◆ STORED ROWS

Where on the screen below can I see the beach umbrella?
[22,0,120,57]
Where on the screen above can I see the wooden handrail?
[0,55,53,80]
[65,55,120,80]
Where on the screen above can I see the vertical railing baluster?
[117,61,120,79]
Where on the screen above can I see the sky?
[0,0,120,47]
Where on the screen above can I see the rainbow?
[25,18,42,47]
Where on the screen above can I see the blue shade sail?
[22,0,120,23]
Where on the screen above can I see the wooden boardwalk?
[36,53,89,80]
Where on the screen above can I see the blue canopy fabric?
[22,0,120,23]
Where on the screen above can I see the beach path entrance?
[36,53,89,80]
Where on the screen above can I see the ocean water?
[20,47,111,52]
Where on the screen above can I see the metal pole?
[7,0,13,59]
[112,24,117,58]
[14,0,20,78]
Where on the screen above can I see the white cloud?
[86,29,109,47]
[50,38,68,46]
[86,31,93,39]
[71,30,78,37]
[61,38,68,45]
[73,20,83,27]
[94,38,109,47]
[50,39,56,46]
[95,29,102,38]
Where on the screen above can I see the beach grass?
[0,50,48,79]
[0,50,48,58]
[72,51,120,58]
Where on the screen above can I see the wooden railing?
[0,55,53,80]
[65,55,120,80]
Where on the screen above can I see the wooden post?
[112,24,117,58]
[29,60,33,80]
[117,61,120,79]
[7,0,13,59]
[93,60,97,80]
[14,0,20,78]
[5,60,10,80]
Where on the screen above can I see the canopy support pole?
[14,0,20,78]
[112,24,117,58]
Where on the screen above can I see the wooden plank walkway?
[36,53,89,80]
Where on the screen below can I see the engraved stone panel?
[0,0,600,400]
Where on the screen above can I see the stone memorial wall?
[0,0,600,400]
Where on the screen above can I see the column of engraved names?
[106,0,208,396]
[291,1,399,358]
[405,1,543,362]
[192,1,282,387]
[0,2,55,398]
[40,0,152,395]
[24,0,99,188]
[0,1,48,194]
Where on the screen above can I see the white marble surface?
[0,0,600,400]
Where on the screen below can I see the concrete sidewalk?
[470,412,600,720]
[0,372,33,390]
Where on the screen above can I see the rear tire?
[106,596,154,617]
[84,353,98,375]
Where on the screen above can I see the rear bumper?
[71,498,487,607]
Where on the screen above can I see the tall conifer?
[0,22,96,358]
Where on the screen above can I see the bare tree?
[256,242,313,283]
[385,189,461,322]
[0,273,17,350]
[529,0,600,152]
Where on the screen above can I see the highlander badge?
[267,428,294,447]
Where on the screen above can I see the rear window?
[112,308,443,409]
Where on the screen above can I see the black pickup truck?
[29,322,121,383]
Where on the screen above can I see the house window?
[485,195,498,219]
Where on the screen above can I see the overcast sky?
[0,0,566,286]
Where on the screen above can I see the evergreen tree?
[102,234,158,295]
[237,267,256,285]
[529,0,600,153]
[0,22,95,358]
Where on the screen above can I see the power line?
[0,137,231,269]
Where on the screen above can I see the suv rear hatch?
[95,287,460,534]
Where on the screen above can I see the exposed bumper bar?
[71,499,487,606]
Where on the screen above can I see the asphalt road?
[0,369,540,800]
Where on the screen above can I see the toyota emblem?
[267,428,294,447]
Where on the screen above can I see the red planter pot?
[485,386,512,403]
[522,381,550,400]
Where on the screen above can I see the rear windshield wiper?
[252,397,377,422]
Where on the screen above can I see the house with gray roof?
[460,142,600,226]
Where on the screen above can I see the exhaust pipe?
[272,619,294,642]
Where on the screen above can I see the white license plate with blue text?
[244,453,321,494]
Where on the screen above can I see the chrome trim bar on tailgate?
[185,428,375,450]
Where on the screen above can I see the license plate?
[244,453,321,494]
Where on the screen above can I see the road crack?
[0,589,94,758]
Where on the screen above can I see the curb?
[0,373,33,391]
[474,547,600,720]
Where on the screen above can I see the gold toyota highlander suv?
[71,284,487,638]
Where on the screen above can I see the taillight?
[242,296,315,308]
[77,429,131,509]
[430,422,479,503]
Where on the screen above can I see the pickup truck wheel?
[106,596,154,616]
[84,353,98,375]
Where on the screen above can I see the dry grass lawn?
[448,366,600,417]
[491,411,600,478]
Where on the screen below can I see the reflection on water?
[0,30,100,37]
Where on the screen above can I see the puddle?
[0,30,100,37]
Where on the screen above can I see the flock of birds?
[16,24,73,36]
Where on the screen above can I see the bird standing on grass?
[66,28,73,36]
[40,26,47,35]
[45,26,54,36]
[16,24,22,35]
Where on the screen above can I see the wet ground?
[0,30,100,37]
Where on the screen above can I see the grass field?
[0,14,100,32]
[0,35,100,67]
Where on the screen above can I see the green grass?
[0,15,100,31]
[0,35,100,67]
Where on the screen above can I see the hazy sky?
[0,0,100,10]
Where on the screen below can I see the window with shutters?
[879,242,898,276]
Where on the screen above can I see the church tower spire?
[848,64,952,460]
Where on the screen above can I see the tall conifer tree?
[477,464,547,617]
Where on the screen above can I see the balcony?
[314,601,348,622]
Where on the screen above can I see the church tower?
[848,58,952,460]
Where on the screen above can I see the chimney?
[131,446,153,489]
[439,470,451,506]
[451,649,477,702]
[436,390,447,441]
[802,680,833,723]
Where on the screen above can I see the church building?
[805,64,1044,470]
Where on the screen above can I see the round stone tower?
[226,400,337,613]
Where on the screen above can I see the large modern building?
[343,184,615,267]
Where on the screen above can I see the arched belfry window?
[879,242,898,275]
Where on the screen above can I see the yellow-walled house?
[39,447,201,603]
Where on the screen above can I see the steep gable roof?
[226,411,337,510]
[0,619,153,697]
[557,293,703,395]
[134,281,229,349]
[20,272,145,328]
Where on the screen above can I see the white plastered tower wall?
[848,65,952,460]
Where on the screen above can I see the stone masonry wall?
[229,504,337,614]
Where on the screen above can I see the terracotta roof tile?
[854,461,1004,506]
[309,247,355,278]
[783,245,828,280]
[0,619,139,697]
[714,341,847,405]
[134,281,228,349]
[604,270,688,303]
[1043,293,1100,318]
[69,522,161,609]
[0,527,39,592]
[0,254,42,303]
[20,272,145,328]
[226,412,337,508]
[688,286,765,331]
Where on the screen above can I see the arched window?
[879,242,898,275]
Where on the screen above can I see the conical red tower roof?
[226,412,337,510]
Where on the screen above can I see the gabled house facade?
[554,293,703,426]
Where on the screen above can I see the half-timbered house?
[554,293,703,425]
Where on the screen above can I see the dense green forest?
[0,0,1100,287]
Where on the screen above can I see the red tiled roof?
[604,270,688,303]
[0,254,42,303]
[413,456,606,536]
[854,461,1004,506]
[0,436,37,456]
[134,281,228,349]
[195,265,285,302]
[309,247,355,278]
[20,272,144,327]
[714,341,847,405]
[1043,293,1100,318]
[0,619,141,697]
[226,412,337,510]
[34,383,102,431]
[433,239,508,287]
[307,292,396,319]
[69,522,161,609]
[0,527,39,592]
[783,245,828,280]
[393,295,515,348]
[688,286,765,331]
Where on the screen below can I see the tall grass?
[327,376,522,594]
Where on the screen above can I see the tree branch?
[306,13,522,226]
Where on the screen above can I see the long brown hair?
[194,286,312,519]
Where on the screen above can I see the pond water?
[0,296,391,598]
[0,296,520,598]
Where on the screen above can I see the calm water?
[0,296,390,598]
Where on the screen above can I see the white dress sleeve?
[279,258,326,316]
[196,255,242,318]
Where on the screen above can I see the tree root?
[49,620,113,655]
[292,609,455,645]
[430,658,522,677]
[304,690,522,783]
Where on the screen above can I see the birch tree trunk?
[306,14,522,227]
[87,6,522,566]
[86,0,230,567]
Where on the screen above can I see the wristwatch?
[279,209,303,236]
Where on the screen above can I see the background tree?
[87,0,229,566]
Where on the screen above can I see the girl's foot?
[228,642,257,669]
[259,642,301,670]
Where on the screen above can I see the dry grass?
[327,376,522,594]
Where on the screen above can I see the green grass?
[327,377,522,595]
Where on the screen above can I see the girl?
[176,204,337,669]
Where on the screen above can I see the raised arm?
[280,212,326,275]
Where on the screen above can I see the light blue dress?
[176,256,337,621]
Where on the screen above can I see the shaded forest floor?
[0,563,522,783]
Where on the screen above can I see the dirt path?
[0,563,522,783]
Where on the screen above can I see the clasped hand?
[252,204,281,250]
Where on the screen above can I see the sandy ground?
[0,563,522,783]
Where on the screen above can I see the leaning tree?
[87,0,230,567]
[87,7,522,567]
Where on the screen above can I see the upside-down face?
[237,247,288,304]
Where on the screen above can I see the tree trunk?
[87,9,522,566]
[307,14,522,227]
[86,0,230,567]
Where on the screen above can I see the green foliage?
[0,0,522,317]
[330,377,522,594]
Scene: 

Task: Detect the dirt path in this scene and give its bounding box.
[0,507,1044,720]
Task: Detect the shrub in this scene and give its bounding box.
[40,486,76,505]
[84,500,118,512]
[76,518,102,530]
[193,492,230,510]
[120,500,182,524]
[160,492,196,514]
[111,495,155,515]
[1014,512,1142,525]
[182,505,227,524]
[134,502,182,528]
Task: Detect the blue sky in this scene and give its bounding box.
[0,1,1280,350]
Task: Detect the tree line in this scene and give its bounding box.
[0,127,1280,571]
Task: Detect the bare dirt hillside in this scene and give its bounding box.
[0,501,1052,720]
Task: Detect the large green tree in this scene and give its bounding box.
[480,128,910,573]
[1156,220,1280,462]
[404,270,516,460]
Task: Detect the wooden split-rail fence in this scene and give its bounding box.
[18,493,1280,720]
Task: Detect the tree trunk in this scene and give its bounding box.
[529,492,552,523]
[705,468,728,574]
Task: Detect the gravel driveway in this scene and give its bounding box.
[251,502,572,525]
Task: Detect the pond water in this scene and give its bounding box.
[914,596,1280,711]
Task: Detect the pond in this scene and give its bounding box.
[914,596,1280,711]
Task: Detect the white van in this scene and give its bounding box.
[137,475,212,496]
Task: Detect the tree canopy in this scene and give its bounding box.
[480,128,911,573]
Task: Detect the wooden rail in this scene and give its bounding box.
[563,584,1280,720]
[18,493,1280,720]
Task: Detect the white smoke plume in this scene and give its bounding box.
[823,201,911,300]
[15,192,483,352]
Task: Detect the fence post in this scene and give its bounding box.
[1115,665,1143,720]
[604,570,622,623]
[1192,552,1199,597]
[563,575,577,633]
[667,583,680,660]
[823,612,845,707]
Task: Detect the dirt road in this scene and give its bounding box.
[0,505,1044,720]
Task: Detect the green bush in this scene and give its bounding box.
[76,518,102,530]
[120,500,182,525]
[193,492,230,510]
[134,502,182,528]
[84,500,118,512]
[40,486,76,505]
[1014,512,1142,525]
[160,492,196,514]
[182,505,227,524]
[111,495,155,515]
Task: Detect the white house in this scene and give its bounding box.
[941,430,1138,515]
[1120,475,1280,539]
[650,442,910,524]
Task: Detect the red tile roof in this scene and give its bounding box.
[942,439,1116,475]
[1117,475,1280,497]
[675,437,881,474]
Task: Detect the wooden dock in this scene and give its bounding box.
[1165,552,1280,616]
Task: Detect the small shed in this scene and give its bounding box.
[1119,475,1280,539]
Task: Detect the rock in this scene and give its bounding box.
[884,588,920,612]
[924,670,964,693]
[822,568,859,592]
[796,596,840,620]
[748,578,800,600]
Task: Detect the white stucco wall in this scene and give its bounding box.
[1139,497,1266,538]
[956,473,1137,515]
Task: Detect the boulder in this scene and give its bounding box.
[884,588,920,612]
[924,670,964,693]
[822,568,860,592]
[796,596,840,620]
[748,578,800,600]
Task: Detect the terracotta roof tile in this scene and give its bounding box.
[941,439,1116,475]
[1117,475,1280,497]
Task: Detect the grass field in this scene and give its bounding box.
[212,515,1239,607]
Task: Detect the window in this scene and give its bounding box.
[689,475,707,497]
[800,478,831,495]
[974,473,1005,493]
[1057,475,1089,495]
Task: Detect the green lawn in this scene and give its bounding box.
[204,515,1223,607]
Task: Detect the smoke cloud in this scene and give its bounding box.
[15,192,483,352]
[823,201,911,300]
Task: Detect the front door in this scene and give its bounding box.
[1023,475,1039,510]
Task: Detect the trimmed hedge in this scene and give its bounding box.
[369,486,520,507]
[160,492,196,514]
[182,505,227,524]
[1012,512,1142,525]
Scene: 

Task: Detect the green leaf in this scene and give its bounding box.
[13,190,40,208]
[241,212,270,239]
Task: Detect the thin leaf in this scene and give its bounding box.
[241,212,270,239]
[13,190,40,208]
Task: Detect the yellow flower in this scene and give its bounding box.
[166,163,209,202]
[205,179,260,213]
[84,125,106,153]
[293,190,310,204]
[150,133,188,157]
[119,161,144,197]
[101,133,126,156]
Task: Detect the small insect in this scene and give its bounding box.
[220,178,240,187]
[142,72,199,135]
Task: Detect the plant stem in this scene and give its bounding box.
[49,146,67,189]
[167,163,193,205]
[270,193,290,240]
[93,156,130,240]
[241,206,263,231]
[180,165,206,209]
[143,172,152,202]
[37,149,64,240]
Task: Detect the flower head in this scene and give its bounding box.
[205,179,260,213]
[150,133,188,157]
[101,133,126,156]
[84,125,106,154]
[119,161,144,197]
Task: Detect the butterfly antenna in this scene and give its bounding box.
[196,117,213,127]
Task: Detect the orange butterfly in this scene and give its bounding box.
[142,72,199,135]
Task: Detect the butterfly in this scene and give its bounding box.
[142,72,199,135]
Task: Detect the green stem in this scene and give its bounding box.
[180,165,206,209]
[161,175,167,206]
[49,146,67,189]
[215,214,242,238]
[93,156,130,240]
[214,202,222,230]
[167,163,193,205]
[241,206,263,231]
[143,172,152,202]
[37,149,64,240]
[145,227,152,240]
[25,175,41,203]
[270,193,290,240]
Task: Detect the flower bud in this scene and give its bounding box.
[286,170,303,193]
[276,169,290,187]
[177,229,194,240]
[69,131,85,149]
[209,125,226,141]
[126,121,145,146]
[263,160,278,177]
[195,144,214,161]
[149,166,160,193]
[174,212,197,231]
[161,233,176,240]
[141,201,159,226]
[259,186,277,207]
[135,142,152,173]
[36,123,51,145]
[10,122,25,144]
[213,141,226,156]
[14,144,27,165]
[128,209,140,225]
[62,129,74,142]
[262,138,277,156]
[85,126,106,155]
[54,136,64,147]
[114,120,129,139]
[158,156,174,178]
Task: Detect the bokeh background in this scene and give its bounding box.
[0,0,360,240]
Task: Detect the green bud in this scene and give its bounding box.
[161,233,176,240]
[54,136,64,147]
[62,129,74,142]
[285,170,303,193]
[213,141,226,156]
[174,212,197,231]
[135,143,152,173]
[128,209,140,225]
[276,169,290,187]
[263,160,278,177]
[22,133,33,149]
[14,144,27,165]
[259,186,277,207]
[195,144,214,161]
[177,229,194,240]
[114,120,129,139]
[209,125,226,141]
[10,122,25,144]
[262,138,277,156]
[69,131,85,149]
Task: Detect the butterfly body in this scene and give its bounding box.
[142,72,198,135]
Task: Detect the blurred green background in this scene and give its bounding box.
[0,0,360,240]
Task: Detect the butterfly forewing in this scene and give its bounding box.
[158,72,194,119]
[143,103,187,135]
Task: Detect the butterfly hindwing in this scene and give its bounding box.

◆ GOAL
Return the line that contains "Task: Detect the butterfly antenna" and all lines after it, verbatim, and nothing else.

◆ WRITTEN ANSWER
Task: Detect the butterfly antenna in this scene and give its bounding box.
[196,117,213,127]
Task: Detect the orange butterfly in this scene and give its bounding box.
[142,72,199,135]
Task: Detect the butterfly in this scene and give its bounding box.
[142,72,199,135]
Task: Detect the green stem in this scene and give its bounding box.
[180,165,206,209]
[161,175,167,206]
[49,146,67,189]
[215,214,242,238]
[93,156,130,240]
[214,202,222,230]
[167,163,193,205]
[241,206,263,231]
[143,172,152,202]
[37,149,64,240]
[145,227,152,240]
[25,175,41,203]
[270,193,290,240]
Task: Detect the flower bud in this scene and give its bounding box.
[286,170,303,193]
[276,169,290,187]
[177,229,194,240]
[69,131,85,149]
[209,125,226,141]
[126,121,145,146]
[263,160,278,177]
[195,144,214,161]
[149,166,160,193]
[174,212,197,231]
[161,233,176,240]
[141,201,159,226]
[259,186,277,207]
[135,142,152,173]
[36,123,51,145]
[10,122,25,144]
[213,141,226,156]
[14,144,27,165]
[128,209,140,225]
[62,129,74,142]
[262,138,277,156]
[85,126,106,155]
[54,136,64,147]
[114,120,129,139]
[158,156,174,178]
Task: Detect the bokeh background in this scene and give its bounding box.
[0,0,360,240]
Task: Detect the green bud in this scene and give its bounding box.
[161,233,176,240]
[54,136,64,147]
[62,129,74,142]
[285,170,303,193]
[213,141,226,156]
[174,212,197,231]
[135,143,152,173]
[128,209,140,225]
[276,169,290,187]
[263,160,278,177]
[22,133,33,149]
[14,144,27,165]
[259,186,277,207]
[195,144,214,161]
[177,229,194,240]
[114,120,129,139]
[209,125,226,141]
[10,122,25,144]
[262,138,277,156]
[69,131,85,149]
Task: Detect the butterfly body in this scene and give its bounding box.
[142,72,198,135]
Task: Detect the blurred green background in this scene and give its bounding box.
[0,0,360,240]
Task: Detect the butterfly forewing in this scene and give its bounding box.
[158,72,194,119]
[143,103,187,135]
Task: Detect the butterfly hindwing in this scene and give its bounding box.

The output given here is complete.